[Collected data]
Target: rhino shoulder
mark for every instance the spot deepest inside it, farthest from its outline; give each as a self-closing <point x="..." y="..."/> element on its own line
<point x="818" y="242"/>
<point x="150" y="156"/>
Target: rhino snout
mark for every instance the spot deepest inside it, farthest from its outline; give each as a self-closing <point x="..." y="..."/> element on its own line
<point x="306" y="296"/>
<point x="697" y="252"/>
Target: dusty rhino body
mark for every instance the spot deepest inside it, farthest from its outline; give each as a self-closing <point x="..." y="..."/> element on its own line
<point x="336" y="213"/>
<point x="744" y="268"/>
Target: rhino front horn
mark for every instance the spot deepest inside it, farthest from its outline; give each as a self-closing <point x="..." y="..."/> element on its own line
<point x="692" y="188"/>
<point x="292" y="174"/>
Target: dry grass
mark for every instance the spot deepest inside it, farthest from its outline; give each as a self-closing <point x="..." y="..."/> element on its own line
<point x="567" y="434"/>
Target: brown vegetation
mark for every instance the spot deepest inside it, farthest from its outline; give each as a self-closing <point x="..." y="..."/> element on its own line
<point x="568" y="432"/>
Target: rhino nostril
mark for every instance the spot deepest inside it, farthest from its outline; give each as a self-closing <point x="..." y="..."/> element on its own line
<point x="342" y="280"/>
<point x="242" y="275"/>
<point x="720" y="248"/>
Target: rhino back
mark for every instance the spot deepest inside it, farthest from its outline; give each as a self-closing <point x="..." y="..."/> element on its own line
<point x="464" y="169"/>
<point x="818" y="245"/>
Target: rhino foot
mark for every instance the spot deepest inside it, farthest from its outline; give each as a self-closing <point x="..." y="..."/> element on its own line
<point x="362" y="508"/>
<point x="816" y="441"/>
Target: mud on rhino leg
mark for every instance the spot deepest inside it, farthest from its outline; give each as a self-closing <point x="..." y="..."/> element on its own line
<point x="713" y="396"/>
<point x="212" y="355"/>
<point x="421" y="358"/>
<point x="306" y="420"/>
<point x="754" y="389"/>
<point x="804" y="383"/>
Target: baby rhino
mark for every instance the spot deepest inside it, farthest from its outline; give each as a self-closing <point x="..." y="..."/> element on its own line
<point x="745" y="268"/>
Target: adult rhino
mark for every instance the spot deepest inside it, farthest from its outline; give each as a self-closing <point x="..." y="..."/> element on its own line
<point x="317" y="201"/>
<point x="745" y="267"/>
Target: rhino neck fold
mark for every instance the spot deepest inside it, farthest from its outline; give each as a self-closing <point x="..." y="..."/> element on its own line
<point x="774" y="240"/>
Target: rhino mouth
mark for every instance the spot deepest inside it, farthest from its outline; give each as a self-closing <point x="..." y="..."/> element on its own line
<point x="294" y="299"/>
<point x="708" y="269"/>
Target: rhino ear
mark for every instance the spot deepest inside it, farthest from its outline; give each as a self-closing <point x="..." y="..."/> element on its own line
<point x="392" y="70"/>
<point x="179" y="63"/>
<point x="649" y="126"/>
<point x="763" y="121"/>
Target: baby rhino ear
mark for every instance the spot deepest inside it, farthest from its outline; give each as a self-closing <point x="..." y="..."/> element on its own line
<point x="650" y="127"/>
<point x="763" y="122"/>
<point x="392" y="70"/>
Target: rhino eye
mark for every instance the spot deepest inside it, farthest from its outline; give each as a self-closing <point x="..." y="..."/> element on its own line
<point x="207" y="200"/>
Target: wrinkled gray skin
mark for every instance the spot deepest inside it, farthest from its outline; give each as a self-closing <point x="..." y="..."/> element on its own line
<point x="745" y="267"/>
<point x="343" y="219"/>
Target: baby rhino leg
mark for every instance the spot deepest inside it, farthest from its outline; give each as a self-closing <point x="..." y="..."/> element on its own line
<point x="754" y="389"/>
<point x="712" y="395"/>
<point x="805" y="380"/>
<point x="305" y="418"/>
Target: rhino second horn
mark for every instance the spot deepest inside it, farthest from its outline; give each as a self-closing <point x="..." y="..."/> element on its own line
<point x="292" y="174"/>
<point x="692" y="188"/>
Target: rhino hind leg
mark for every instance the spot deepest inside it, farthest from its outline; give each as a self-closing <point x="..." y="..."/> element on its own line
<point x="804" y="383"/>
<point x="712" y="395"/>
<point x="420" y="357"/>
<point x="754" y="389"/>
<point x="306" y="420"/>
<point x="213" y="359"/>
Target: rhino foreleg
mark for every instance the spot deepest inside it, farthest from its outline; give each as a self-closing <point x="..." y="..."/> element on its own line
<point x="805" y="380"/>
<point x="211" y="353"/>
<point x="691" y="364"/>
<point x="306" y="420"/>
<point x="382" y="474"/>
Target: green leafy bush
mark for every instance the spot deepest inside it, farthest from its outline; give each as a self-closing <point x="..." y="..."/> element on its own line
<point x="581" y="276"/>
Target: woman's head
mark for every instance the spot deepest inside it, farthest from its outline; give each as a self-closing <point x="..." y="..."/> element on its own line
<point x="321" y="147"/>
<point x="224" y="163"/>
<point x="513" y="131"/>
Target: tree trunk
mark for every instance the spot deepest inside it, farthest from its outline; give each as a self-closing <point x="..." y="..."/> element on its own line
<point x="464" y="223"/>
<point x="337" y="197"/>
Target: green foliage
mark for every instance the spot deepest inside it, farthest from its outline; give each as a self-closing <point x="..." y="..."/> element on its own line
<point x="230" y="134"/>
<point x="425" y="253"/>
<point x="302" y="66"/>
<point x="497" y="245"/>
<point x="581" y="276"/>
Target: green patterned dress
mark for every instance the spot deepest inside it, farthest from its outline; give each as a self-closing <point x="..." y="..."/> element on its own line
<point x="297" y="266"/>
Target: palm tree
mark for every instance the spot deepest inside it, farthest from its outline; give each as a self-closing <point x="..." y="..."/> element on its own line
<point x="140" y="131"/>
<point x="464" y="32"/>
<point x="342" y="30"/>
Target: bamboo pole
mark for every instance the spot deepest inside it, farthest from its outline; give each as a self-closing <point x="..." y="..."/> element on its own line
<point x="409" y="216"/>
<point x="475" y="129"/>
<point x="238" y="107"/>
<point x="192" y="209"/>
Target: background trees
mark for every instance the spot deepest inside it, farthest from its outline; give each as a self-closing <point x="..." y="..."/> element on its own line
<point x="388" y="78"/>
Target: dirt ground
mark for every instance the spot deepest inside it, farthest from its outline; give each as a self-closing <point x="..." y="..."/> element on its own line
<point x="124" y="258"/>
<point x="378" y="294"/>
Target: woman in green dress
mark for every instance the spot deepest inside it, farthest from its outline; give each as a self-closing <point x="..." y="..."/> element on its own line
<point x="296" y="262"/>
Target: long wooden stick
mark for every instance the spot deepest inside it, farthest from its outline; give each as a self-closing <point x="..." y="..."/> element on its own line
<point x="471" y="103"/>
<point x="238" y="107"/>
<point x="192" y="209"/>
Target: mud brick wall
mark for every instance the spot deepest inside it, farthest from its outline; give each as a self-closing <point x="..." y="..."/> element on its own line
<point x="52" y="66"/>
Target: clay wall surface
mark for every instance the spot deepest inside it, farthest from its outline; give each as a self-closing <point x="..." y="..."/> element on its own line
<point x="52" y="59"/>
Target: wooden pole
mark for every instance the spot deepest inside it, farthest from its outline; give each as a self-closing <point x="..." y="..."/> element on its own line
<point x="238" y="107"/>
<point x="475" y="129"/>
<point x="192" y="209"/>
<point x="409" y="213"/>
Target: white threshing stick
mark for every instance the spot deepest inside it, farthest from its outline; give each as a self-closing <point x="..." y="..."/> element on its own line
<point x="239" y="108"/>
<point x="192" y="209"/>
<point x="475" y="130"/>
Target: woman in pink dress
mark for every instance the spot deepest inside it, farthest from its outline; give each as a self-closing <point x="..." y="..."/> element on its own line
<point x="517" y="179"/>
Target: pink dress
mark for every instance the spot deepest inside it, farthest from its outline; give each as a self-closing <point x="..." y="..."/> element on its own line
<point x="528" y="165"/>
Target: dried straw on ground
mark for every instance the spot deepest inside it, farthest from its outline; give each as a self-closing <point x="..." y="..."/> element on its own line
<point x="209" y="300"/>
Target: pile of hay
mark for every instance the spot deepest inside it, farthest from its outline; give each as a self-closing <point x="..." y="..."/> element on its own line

> _Problem statement_:
Give the number of lines above in which the word "green" occurs, with nothing else.

> _Reply_:
4